Introduction
- Computer vision libraries
- Input image formats and encoding
A convolutional neural network computer vision model

AI - Computer Vision - convolutional neural networks

Introduction

computer vision is used for:
- object detection (eg. is there a car in the image if so place a box around it)
- object classification (eg. what type of object is in the image)
- image segregation (eg. isolate an object within an image - such as for image semantic masking)
  - smartphones use in-camera panoptic segmentation via transformers to blur backgrounds, remove unwanted objects, enhance faces, etc
- combine camera views into a 3D vector space model and ascertain motion (eg. Tesla driving uses 8 cameras)
———
• [What is expected]:
Using the computer vision text, list every use of computer vision given under "computer vision is used for:". You can do this work without the records.

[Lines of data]
———
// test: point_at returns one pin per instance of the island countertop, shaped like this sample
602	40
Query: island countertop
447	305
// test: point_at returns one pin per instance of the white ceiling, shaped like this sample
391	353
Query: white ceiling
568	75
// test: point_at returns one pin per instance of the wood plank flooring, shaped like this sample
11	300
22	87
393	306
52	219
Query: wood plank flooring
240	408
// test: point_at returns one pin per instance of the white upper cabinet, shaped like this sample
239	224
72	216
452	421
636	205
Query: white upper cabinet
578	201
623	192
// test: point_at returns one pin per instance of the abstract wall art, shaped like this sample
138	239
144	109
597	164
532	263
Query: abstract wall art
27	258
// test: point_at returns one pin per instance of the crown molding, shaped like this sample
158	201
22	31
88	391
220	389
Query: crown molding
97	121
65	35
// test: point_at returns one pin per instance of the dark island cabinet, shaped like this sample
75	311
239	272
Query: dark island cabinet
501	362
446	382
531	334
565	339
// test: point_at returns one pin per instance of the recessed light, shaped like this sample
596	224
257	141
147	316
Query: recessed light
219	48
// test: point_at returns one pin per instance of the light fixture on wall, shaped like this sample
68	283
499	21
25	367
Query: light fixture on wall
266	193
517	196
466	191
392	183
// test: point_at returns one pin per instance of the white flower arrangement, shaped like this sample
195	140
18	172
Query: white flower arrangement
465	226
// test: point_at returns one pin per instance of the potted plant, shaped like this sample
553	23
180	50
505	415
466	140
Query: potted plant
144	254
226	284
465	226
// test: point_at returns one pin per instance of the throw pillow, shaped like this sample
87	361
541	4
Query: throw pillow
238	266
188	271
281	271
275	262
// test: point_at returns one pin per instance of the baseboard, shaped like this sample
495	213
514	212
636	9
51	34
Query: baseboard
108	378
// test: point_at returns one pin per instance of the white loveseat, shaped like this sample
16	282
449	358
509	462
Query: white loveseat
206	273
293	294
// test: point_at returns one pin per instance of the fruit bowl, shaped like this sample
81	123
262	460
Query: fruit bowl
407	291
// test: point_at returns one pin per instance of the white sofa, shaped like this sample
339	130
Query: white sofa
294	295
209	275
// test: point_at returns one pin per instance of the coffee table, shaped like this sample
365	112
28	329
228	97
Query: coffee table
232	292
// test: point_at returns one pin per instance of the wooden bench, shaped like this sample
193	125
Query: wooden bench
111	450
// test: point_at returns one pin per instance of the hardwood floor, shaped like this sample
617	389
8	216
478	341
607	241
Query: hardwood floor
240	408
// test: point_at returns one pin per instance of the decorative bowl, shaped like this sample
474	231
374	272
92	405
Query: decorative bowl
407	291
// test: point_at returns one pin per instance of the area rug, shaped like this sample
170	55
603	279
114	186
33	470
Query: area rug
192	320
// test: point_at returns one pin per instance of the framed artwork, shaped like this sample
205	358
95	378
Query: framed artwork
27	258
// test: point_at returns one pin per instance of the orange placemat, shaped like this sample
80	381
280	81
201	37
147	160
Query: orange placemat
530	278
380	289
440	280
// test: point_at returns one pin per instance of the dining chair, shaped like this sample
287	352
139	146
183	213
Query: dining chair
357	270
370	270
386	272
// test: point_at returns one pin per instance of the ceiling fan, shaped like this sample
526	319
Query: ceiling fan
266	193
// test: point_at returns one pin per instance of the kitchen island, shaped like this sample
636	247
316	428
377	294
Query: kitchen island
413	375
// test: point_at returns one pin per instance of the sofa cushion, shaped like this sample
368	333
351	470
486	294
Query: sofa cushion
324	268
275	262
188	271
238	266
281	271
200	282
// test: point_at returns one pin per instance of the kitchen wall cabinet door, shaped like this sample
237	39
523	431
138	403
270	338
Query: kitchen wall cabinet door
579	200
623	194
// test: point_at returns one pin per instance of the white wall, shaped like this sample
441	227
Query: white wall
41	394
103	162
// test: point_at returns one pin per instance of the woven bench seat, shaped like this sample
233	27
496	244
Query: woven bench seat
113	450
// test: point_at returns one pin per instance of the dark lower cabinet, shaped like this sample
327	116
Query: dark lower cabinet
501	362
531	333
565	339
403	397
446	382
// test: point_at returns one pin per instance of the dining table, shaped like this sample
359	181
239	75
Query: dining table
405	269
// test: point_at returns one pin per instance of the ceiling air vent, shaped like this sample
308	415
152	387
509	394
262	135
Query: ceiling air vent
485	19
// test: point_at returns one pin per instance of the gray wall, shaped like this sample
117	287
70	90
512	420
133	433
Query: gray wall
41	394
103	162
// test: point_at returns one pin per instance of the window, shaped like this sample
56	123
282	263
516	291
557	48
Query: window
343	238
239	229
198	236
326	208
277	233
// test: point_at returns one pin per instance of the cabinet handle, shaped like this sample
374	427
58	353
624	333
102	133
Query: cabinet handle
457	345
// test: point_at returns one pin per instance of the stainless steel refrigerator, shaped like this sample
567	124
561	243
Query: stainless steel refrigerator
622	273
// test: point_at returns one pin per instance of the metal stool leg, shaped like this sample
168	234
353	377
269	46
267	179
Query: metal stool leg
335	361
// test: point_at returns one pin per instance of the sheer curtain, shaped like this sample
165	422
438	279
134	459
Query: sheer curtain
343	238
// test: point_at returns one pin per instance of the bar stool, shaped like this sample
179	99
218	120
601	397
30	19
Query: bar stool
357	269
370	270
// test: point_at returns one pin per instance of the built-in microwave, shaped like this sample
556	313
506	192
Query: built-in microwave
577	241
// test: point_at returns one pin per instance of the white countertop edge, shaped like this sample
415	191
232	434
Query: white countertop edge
———
• [Final result]:
- object detection
- object classification
- image segregation
- combining camera views into a 3D vector space model and ascertaining motion